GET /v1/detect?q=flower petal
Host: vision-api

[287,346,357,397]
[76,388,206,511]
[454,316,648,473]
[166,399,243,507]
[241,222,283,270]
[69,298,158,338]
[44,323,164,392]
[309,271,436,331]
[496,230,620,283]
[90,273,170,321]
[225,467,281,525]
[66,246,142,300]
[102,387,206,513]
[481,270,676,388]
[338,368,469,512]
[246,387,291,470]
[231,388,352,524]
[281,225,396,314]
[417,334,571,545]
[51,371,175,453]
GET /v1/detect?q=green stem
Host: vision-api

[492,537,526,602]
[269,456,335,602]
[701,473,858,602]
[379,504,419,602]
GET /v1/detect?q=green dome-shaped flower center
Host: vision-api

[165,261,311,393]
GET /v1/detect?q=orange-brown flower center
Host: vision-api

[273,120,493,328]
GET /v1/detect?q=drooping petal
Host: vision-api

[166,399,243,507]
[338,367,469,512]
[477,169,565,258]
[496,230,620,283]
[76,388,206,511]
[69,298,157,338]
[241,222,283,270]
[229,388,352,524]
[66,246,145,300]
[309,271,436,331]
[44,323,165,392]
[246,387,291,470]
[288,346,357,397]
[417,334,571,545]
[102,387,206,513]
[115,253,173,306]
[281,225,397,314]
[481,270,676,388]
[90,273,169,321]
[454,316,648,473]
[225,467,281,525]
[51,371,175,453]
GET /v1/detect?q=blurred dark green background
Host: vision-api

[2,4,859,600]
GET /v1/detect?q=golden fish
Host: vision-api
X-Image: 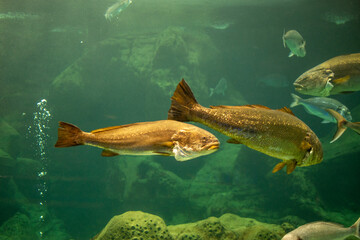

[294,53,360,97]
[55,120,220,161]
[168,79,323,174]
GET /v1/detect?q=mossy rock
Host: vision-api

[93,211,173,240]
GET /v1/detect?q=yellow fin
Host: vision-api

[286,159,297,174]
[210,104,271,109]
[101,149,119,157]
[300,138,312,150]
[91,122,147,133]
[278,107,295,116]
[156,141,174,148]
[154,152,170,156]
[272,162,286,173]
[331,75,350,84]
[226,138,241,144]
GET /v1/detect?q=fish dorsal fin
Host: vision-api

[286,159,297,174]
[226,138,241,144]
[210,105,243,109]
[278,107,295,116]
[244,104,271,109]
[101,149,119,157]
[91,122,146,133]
+++
Required task – Find each line in the material above that contains the word "center", and copy those lines out in full.

Result of the task –
GET /v1/detect?q=green dome-shaped flower center
GET /v1/detect?q=orange-brown flower center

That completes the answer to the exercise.